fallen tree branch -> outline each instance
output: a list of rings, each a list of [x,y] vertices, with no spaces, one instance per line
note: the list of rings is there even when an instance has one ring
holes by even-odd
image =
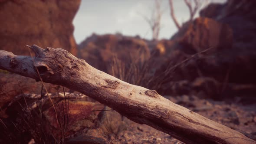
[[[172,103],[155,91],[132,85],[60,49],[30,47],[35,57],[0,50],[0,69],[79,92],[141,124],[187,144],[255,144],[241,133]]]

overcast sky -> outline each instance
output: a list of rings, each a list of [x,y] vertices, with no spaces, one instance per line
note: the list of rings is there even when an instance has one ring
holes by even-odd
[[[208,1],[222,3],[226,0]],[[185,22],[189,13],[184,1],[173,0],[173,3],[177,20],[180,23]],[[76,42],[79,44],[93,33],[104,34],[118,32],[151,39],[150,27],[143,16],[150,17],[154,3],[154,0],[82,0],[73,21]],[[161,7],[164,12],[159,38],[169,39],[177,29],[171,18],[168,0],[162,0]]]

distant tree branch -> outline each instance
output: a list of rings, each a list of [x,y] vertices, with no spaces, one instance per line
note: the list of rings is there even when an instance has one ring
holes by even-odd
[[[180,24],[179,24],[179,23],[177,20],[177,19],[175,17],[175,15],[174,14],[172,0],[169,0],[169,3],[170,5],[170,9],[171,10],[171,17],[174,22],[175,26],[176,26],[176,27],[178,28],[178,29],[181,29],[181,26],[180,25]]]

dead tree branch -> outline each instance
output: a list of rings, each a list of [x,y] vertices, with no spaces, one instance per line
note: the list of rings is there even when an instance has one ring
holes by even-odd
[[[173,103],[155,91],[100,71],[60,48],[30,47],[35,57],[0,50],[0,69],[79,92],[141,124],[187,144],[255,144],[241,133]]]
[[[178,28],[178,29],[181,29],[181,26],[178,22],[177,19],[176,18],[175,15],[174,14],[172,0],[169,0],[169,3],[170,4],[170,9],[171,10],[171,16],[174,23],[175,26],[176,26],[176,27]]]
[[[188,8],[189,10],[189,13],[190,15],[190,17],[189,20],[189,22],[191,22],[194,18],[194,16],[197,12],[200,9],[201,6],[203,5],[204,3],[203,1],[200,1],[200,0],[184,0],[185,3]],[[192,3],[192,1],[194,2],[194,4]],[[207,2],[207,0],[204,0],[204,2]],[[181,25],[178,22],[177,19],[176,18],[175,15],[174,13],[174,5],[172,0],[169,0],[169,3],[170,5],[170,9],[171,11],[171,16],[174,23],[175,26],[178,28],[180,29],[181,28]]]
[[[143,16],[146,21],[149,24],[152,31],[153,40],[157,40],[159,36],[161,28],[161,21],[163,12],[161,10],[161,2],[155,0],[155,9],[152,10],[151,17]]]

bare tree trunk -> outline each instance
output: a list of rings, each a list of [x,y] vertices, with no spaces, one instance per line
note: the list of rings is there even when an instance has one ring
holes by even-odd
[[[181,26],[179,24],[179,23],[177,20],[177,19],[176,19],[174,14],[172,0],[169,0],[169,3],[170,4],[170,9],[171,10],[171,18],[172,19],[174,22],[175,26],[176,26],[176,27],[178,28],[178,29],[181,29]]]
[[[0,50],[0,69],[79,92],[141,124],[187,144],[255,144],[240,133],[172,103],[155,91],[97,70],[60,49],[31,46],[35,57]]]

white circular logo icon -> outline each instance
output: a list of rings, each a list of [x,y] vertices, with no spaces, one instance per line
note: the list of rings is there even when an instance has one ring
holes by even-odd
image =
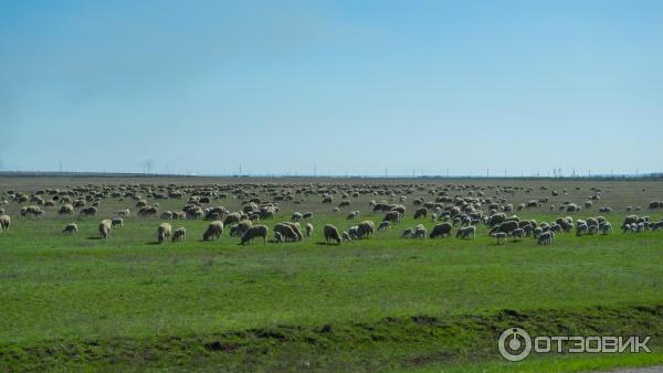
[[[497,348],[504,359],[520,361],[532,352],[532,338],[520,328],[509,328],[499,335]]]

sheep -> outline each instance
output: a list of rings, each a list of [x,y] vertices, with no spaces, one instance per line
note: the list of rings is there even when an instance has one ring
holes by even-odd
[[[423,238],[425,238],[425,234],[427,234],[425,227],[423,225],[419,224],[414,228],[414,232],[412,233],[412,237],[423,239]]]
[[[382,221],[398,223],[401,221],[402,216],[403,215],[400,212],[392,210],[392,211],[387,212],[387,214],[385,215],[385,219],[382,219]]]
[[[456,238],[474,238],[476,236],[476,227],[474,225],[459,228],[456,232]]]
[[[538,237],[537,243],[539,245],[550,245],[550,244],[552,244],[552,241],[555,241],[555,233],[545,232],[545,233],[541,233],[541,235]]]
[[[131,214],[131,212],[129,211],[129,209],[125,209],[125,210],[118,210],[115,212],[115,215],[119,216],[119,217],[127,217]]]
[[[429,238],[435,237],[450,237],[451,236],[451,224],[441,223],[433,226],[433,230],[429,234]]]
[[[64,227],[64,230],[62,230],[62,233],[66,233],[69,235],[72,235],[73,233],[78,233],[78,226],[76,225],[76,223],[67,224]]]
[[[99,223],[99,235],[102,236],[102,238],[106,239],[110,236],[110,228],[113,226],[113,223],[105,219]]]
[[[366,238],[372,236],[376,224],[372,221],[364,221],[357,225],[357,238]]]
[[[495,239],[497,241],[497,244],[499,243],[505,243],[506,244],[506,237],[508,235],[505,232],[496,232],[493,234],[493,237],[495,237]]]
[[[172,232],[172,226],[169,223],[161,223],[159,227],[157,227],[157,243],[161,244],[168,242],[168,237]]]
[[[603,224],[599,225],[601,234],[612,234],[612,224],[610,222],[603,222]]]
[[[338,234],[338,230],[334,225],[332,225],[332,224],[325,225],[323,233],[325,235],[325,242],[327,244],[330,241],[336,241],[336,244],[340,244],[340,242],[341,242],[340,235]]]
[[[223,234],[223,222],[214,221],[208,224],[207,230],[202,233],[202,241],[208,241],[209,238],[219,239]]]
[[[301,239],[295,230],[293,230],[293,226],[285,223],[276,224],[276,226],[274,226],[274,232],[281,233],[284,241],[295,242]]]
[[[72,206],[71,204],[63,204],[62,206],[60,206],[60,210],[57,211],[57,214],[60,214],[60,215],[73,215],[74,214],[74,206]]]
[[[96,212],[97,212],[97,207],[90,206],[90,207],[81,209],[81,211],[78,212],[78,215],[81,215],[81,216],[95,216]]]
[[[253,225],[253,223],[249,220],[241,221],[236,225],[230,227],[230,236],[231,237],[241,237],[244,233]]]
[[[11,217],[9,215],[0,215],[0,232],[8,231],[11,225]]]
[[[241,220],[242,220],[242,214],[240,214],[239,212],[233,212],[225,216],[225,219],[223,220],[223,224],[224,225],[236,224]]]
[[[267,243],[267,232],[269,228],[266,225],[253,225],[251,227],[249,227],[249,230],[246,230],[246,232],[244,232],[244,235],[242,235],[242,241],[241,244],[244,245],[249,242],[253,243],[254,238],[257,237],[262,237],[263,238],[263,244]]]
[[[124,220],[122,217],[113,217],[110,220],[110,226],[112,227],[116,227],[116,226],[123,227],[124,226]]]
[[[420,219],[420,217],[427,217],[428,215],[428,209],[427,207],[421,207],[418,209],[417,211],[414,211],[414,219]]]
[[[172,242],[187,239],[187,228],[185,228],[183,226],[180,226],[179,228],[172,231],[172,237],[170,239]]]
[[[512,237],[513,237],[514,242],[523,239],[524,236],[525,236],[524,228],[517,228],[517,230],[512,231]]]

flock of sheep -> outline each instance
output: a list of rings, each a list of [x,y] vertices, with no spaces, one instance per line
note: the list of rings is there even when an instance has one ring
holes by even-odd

- - - - -

TASK DETAILS
Extract every line of the entries above that contains the string "sheep". Matching is case-sensitive.

ANSWER FOR THE TASK
sheep -> outline each instance
flock of sheep -> outline each instance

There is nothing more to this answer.